begin SELECTED EXTRACT

To emphasize a point, the second stage decision variables only exist as a means of calculating the expected number of covered alerts for a particular scheduling/training plan. These variables (and the structure of our problem) allows this expectation to be calculated without having to perform a Monte Carlo simulation. They do not actually represent decisions that would be recommended to the system user.

Sets

  • \(D := \lbrace Mo1, Tu1, \ldots , Sa2, Su2 \rbrace \), the set of days of the two week pay period.

  • \(K_d\) := the set of possible demand scenarios for day d. Each demand scenario is a vector of workloads for each alert type.

  • E := the set of employees on staff.

  • T := the set of possible alert types.

  • T(e) := the set of alert types that employee e can analyze.

  • D(i) := the set of days during week i of the pay period.

  • D5(d) := the set of the next five consecutive days in the pay period after day d, wrapping around. For example, \(D5(Th2) = \lbrace Fr2, Sa2, Su2, Mo1, Tu1 \rbrace \).

Data

  • \({ alerts}^{t,k}_d\), the number of incoming alerts of type t that occur on scenario k for day d.

  • \({ prob}^{k}_d\), the probability of scenario k for day d.

  • \({ rate}_{e,t}\), the number of type t alerts that employee e can analyze during 1 h.

end SELECTED EXTRACT

_TASK TO COMPLETE_
Retype the passage of the alert-scheduling model excerpt that begins at the words "To emphasize a" and stops after "each alert type.".

begin RECORDS SHOWN

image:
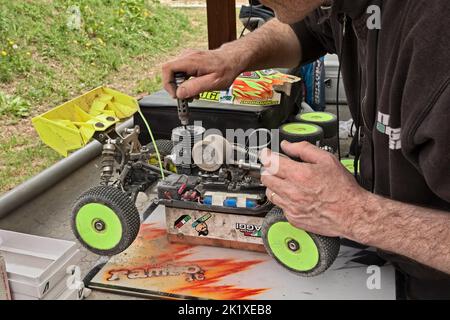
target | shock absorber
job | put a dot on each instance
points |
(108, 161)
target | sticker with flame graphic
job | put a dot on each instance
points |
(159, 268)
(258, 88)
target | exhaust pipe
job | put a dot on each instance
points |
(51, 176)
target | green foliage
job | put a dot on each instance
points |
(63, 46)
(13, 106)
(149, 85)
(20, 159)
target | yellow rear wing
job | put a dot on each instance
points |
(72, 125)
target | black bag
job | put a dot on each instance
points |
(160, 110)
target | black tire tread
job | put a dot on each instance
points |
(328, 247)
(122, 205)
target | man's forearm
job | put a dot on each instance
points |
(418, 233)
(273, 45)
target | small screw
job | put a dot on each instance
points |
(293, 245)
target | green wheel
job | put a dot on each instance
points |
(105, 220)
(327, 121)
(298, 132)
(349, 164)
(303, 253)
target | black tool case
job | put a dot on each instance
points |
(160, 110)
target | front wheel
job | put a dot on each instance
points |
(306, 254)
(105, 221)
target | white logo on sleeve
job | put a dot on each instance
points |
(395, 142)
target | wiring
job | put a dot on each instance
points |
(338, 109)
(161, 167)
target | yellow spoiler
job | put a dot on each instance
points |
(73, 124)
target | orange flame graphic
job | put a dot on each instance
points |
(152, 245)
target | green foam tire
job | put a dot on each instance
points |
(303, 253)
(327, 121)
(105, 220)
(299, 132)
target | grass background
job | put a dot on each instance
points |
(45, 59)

end RECORDS SHOWN
begin RECORDS SHOWN

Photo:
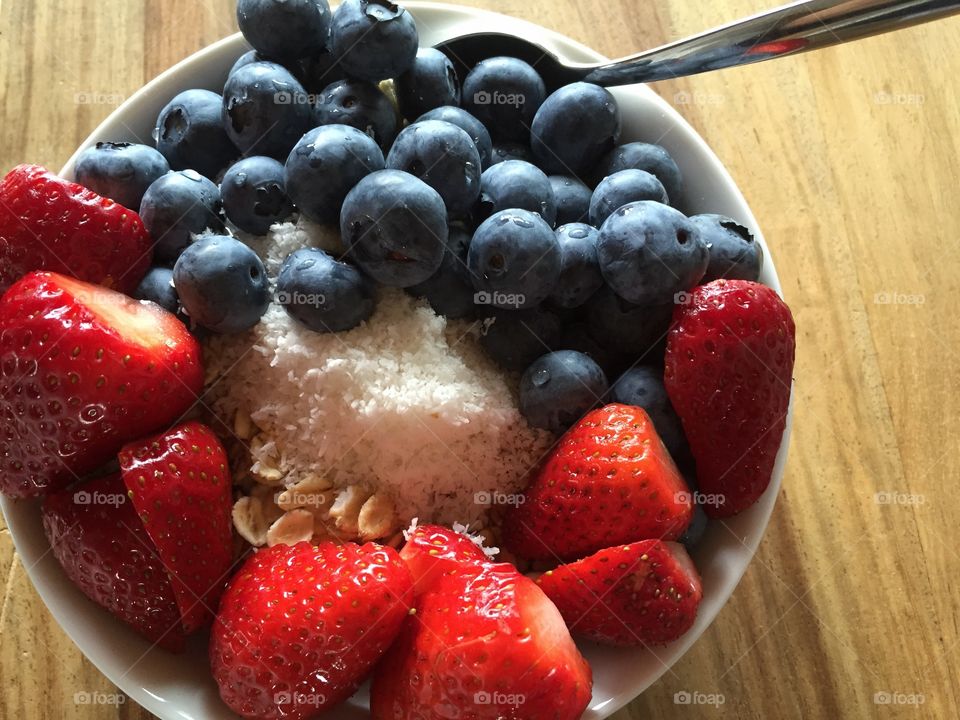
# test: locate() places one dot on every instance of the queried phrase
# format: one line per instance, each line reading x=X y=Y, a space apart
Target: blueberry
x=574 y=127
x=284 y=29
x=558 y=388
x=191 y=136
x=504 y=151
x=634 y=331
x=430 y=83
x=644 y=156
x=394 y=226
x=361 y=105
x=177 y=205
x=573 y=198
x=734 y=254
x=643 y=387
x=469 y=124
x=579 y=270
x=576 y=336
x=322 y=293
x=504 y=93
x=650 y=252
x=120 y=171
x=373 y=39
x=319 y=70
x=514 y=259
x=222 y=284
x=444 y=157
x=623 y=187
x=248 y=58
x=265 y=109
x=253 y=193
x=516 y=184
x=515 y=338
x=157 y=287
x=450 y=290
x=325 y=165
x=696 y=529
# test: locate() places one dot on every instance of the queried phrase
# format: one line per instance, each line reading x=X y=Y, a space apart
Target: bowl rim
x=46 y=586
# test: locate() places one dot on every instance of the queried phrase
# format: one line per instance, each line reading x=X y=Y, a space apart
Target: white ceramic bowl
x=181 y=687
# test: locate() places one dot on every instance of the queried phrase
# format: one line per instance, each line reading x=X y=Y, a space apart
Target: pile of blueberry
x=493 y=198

end RECORDS SHOWN

_RESULT OF THE TASK_
To emphasize a point, the second stage decision variables only exist as a means of calculating the expected number of covered alerts for a particular scheduling/training plan. These variables (and the structure of our problem) allows this expectation to be calculated without having to perform a Monte Carlo simulation. They do not actually represent decisions that would be recommended to the system user.

Sets

  • \(D := \lbrace Mo1, Tu1, \ldots , Sa2, Su2 \rbrace \), the set of days of the two week pay period.

  • \(K_d\) := the set of possible demand scenarios for day d. Each demand scenario is a vector of workloads for each alert type.